## TASK MATERIAL
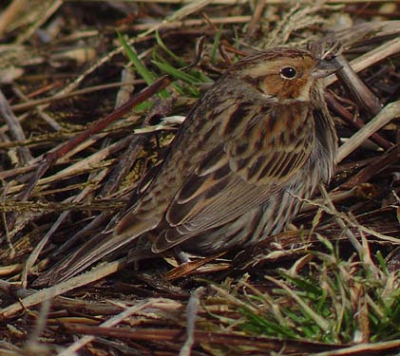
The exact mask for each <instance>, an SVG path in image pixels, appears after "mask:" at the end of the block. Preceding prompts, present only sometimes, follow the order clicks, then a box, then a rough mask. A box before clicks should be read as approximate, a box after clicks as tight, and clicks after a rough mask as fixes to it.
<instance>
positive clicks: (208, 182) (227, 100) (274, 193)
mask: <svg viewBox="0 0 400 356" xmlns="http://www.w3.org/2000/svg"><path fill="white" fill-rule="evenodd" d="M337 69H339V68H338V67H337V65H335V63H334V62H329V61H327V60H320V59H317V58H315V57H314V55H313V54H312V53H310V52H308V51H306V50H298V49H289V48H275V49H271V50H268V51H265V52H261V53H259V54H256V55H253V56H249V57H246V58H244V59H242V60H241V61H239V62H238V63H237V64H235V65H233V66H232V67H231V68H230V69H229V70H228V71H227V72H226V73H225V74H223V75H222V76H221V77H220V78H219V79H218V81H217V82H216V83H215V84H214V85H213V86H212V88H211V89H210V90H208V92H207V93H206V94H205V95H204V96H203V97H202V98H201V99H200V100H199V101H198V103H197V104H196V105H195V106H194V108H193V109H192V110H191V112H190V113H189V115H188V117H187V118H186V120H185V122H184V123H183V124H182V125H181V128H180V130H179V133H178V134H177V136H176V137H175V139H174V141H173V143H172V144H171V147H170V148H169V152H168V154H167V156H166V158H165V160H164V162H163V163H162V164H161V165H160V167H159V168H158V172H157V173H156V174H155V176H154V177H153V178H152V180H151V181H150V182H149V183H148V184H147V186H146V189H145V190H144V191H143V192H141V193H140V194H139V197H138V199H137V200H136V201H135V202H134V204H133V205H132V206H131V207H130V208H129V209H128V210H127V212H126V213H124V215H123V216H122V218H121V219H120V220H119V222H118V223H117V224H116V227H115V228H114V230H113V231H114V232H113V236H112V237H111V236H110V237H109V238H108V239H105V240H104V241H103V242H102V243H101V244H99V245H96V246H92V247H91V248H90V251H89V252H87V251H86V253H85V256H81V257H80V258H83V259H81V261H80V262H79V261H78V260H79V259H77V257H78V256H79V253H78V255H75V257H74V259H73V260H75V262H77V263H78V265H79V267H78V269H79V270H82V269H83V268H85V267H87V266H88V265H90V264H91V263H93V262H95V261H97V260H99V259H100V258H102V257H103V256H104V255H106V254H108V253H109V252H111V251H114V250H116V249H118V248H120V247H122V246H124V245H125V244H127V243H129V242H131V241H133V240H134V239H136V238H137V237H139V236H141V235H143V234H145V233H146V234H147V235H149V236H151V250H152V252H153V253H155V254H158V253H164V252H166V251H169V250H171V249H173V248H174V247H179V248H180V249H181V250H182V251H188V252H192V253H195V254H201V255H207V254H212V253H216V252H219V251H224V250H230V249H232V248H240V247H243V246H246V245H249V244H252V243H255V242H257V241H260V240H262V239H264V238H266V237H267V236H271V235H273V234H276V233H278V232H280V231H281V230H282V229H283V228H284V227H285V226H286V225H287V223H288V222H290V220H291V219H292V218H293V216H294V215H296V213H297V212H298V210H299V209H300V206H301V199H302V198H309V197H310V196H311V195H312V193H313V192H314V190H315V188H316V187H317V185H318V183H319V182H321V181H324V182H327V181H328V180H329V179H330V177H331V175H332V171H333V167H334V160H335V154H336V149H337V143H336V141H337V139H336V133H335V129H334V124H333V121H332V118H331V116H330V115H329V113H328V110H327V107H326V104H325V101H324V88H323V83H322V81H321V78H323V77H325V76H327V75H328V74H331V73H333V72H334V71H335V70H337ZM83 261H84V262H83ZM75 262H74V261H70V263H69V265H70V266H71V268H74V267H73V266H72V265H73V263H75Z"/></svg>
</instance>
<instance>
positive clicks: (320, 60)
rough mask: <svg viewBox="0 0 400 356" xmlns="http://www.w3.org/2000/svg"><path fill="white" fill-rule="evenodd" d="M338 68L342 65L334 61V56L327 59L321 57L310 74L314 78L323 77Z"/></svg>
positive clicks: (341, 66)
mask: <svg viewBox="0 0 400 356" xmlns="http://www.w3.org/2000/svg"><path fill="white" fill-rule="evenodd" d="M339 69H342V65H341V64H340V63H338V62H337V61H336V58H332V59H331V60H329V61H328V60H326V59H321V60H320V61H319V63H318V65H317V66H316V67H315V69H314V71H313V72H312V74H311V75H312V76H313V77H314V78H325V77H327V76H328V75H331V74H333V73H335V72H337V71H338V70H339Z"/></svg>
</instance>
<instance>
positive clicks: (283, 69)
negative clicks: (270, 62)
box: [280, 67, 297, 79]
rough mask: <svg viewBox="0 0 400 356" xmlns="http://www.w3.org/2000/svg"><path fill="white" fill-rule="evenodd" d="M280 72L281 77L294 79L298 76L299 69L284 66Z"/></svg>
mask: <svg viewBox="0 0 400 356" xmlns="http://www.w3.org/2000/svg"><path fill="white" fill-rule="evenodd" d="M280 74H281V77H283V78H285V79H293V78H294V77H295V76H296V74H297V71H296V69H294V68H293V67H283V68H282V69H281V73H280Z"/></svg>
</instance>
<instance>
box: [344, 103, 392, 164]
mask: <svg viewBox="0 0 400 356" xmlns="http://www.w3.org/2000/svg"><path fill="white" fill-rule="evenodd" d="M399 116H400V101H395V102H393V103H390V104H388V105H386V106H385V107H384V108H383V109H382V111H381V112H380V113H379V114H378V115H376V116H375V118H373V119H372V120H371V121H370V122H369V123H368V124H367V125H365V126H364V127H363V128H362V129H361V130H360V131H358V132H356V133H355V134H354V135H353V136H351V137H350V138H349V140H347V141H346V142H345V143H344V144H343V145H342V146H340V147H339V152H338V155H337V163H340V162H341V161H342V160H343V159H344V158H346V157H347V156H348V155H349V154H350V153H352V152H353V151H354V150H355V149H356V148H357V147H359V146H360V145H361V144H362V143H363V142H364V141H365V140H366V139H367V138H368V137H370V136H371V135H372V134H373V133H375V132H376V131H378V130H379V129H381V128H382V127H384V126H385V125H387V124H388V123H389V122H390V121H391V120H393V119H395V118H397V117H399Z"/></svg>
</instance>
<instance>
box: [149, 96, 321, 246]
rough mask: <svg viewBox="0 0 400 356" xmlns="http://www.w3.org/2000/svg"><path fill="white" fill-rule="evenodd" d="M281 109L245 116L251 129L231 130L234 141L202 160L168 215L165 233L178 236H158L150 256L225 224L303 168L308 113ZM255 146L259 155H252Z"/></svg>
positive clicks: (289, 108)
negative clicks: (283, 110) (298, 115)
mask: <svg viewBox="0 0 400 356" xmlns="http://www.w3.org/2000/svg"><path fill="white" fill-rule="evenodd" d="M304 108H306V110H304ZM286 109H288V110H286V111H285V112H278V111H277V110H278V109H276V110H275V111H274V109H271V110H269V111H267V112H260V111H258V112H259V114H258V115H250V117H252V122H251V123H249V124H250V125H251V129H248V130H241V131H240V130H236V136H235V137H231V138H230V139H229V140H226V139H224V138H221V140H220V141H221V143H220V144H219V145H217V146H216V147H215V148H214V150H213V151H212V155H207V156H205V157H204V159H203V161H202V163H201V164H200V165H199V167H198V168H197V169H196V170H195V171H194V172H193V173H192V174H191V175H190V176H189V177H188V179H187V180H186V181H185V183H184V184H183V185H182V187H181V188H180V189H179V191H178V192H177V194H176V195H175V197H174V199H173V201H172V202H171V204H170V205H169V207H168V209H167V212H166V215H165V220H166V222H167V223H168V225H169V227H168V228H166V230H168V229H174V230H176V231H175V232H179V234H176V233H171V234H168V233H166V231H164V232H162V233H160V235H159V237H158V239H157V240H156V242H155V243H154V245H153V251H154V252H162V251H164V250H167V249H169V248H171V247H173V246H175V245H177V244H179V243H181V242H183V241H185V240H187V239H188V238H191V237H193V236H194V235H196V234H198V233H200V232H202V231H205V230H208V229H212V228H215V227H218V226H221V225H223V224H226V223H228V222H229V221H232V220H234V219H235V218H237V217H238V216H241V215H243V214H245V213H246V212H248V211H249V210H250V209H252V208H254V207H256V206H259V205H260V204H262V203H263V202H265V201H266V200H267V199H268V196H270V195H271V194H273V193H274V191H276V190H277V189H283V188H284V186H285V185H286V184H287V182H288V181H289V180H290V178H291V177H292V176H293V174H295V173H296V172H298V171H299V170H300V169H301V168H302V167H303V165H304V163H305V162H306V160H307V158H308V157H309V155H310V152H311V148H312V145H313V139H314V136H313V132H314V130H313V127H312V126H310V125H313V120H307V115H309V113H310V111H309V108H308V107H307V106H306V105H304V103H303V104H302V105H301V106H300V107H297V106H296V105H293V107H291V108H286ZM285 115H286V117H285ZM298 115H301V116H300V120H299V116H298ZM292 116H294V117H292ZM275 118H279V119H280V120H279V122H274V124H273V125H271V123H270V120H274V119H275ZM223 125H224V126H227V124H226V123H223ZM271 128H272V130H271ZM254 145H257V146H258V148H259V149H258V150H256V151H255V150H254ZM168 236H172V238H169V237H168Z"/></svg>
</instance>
--
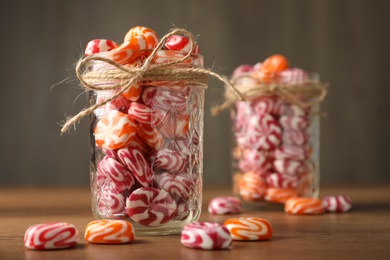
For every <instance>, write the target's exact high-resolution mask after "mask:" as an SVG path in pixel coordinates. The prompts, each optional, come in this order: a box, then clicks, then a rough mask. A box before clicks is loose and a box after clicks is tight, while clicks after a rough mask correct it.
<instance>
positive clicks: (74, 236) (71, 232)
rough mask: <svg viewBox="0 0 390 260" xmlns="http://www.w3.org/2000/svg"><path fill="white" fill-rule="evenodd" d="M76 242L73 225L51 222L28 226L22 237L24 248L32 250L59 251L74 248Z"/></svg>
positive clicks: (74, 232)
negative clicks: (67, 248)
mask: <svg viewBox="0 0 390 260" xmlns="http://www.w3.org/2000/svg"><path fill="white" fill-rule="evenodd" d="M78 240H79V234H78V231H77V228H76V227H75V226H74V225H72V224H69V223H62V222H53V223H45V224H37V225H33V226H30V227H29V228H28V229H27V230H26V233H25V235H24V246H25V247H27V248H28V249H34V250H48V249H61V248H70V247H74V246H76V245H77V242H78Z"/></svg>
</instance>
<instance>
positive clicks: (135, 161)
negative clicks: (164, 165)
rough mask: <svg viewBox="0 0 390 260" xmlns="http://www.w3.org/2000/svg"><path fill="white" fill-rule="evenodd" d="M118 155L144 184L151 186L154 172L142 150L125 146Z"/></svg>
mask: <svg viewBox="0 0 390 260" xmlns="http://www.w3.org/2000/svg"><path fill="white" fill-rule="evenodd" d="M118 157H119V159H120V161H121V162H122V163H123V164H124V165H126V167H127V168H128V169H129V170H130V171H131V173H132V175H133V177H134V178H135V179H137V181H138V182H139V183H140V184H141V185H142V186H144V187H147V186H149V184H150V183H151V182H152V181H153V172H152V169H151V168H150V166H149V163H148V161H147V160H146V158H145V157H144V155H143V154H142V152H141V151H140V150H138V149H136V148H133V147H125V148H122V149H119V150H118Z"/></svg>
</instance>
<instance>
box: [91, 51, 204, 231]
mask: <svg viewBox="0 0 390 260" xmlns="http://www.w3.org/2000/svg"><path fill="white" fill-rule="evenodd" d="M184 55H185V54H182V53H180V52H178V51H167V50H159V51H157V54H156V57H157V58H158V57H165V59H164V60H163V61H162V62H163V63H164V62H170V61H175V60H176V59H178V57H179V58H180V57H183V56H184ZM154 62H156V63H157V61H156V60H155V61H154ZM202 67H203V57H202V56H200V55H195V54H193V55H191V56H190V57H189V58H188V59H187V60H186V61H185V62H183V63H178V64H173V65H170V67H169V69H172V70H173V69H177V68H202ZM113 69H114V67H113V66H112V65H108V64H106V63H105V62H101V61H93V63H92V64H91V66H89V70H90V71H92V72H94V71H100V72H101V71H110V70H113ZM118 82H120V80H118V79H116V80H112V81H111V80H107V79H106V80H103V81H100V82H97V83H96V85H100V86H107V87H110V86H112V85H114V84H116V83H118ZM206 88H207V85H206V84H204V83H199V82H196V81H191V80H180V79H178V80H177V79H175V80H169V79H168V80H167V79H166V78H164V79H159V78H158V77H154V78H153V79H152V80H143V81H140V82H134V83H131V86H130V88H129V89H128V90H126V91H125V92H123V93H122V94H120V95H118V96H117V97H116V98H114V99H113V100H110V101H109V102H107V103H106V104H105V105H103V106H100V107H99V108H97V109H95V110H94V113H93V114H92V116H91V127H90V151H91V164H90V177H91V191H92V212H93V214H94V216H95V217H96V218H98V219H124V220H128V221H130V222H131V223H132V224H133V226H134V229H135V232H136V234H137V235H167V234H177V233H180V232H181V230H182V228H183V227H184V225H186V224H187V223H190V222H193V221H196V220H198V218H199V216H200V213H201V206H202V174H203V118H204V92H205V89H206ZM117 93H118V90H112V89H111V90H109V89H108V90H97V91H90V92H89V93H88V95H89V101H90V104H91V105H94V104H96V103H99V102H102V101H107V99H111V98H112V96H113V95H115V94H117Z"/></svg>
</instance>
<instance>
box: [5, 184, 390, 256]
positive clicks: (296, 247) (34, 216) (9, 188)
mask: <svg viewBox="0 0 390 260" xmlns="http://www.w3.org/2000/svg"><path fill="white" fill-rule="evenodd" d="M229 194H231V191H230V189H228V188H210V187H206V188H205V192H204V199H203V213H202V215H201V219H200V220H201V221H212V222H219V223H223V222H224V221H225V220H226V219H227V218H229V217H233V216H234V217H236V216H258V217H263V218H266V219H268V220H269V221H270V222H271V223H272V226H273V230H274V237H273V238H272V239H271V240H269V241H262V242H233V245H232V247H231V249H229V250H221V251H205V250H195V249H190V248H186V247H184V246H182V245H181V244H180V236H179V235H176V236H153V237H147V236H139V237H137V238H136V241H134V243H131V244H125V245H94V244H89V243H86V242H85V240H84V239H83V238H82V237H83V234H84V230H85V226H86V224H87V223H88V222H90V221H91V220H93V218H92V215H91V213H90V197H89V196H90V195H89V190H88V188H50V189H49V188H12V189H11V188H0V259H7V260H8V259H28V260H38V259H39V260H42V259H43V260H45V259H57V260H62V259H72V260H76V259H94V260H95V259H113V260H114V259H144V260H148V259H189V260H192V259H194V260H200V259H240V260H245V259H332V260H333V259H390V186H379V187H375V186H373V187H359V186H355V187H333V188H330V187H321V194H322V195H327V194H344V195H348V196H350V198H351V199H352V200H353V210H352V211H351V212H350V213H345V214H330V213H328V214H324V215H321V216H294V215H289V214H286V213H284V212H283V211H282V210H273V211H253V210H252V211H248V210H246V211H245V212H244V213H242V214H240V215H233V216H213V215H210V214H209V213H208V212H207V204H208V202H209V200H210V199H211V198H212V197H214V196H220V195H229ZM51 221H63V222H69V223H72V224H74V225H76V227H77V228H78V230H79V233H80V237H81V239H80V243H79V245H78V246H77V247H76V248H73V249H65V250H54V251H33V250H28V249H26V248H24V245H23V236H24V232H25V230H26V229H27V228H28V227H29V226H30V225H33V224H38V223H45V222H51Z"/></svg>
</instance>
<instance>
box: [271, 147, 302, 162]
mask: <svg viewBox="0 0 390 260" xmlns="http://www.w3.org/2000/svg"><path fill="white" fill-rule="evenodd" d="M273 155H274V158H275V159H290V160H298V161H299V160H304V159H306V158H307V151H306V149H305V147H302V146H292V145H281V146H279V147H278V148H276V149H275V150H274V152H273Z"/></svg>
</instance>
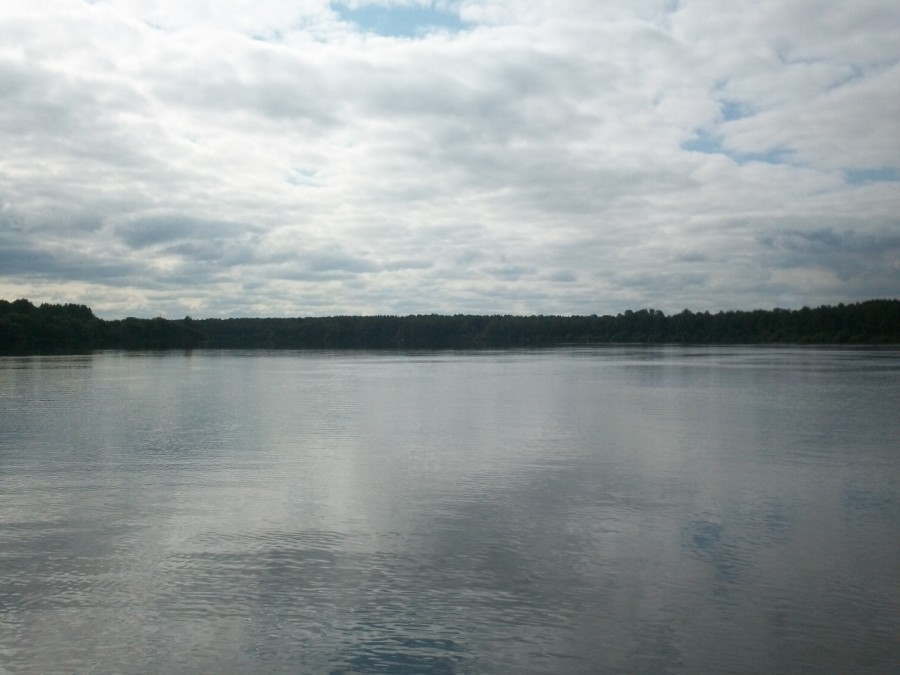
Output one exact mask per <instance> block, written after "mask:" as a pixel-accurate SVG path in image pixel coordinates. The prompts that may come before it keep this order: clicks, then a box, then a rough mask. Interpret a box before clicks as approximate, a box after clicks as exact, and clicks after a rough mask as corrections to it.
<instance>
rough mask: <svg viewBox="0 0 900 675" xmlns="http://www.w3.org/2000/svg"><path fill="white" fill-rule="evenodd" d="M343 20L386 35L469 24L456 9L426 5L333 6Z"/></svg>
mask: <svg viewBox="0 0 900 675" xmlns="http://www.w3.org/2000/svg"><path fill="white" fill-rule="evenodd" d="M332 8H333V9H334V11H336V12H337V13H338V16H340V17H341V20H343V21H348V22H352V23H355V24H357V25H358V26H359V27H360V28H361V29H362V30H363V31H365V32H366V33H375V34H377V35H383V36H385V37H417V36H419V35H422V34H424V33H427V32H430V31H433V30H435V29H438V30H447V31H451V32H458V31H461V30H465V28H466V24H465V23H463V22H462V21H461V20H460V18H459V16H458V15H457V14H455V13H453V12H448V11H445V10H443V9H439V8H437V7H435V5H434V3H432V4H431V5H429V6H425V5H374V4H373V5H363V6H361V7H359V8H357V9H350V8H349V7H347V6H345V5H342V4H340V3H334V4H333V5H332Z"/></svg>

## WHAT NEEDS TO BE DONE
For every line of the material that holds the word "block", make a copy.

## SOLVED PROBLEM
The exact mask for each <instance>, an SVG path in image pixels, appears after "mask:" at the end of the block. Preceding prompts, present only sometimes, follow the order clicks, then a box, then a rough mask. A box before clicks should be read as approximate, a box after clicks as tight, and clicks after a rough mask as fixes to it.
Output one exact mask per <instance> block, written after "mask:" as a pixel-accurate SVG path in image pixel coordinates. The prompts that may come before it keep this order: clicks, then a box, then a rough mask. Interpret a box before clicks as approximate, a box after clicks as exact, and clicks after a rough mask as corrections to it.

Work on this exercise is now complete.